**Instructions to follow**
Every line from the one containing "bridge, placing a dot on each." to the one containing "pillar, placing a dot on each." in the records below, both included, must be set down exactly, and no other line.

**Data to use**
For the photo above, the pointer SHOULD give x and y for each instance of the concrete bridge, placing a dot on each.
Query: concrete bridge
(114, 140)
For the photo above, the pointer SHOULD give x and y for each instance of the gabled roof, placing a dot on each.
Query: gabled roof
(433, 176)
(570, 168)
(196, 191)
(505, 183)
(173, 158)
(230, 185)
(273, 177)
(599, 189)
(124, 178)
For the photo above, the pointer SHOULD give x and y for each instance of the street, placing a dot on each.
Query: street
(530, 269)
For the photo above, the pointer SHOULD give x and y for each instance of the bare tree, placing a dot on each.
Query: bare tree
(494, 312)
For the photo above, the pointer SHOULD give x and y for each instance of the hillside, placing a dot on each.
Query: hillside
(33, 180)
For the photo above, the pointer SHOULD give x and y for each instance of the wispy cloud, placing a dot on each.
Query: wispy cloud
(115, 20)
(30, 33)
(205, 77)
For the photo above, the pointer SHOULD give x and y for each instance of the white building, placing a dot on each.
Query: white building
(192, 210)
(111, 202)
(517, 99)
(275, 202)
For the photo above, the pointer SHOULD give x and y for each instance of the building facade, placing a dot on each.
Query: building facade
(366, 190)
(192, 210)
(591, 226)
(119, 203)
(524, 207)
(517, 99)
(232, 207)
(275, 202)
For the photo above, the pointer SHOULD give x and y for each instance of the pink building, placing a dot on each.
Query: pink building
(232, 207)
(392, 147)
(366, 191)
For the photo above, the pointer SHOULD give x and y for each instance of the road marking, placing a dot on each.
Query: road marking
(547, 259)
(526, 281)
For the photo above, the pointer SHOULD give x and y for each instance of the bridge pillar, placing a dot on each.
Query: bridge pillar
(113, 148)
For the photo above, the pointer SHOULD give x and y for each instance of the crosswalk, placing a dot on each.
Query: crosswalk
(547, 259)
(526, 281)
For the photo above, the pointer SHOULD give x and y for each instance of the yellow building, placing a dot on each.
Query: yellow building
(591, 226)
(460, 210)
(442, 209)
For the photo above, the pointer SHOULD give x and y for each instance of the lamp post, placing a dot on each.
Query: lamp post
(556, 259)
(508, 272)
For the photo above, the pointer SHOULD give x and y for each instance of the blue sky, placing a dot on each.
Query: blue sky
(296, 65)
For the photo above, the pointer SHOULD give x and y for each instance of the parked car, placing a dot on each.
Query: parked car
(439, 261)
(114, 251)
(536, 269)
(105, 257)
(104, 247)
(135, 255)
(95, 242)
...
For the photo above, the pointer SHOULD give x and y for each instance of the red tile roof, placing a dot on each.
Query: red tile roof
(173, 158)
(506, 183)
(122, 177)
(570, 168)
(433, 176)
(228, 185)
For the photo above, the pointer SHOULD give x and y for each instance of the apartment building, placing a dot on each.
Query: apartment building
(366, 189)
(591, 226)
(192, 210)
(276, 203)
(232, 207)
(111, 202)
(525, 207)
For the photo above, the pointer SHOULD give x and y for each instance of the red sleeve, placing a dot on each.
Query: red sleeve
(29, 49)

**Response box**
For the photo above, the pointer SHOULD give x and y for each instance of the concrete bridge, placing a dot on each.
Query: concrete bridge
(114, 140)
For the photo above, the pointer SHOULD give x and y for each instance of the gabled roof, placing a dot on each.
Query: gabled roof
(433, 176)
(570, 168)
(196, 191)
(505, 183)
(173, 158)
(230, 185)
(273, 177)
(599, 189)
(124, 178)
For the photo above, the pointer SHOULD give x and y for each instance of the street, placing a dot on each.
Query: street
(530, 269)
For the photo above, the pointer SHOULD give x and y for each instance of the bare tree, placing a dot on each.
Query: bare tree
(494, 312)
For the photo above, the pointer SHOULD give x and y for each instance of the hillside, placing a dot on each.
Query: hillside
(33, 180)
For the photo above, the pointer SHOULD give x and y for each instance of the wispy cloud, placing a dot on each.
Query: wispy cloud
(115, 20)
(30, 33)
(205, 77)
For the photo above, the pointer SHOULD give x and y for each instance of the white building, placing a dot on each.
Query: white building
(192, 210)
(111, 202)
(517, 99)
(275, 202)
For the photo above, the pointer SHOULD give x and y for each instance of the building facade, placing a dot on each.
Query: building facade
(366, 190)
(192, 210)
(591, 226)
(119, 203)
(524, 207)
(517, 99)
(232, 207)
(275, 202)
For the photo above, the pointer SHOULD give x and y for each instance of the pink building, placing a dot on each.
Query: pink building
(232, 207)
(392, 147)
(366, 191)
For the photo above, the pointer SHOULD give x and y for each instance of the road marking, placing a dot on each.
Query: road marking
(547, 259)
(526, 281)
For the photo above, the pointer SHOULD give x and y for each instance of the bridge pillar, placing a dot on each.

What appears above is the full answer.